● **Problem to work on**
Return verbatim every line from the start of the rows through the line containing "[387,91,700,434]", inclusive.

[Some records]
..........

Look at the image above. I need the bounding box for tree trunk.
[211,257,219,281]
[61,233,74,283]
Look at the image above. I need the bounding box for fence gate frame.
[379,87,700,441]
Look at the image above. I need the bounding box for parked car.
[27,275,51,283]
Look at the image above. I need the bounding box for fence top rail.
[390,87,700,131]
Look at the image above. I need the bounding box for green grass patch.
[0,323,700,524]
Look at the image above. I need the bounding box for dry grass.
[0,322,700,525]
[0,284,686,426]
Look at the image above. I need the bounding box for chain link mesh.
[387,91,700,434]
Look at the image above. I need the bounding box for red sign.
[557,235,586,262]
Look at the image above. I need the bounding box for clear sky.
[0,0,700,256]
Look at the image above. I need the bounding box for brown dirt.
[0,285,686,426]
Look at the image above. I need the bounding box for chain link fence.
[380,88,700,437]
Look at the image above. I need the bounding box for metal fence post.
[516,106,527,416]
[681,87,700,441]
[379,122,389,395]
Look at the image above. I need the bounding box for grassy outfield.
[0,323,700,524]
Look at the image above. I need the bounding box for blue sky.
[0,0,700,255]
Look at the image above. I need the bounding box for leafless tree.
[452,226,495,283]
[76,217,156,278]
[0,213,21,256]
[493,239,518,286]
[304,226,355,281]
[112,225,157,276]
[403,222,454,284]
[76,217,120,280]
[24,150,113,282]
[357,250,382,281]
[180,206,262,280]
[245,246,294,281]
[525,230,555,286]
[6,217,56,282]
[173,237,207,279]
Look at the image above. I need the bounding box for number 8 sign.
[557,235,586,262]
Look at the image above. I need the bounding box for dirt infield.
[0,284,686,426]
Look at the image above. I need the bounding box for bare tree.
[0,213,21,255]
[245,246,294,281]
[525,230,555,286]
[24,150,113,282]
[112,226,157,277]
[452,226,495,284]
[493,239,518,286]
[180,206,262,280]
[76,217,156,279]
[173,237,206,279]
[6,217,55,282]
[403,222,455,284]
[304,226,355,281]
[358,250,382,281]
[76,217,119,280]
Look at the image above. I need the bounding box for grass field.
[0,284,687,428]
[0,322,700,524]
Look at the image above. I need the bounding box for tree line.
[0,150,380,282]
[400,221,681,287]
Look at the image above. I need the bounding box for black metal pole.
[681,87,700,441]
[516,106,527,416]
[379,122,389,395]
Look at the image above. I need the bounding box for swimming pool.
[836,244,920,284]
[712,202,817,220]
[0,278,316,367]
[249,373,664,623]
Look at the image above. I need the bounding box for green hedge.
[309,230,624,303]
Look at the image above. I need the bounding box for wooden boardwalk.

..........

● **Complete answer**
Look at the image above. I need the bounding box for tree trunk.
[211,257,219,281]
[61,233,74,283]
Look at the image above. I need the bounding box for fence gate frame.
[379,87,700,441]
Look at the image above. I need the bounding box for parked car.
[27,275,51,283]
Look at the image above. I need the bounding box for fence top rail.
[390,87,700,131]
Look at the image above. I need the bounding box for green grass patch.
[0,323,700,524]
Look at the image above. I need the bounding box for dry grass.
[0,322,700,525]
[0,284,686,426]
Look at the image above. I need the bounding box for chain link mesh.
[387,91,700,434]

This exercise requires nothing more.